(Dataset records)
......

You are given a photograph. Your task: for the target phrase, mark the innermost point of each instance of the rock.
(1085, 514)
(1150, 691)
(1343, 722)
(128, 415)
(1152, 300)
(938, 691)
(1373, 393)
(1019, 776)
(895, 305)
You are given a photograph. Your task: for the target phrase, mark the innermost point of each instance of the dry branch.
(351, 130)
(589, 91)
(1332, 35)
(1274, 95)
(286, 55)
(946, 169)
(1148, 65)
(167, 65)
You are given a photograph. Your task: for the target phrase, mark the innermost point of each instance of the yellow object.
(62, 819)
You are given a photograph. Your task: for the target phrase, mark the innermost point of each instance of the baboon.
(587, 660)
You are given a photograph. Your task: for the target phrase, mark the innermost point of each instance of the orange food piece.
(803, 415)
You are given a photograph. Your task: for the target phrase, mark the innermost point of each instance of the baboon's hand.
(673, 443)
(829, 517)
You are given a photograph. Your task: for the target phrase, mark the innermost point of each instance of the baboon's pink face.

......

**TASK:**
The answer should be exactly the lines from the one that contains "the baboon's hand." through the end of the entries, both ends included, and nothing besides.

**WRITTEN REPLY:**
You are given a photograph. Your task: for the target phrase, mark the innermost point of each instance of the baboon's hand.
(673, 443)
(829, 517)
You are given a photograph. Your task: for the target phrase, mark the innermost point of each instance of the baboon's pink face.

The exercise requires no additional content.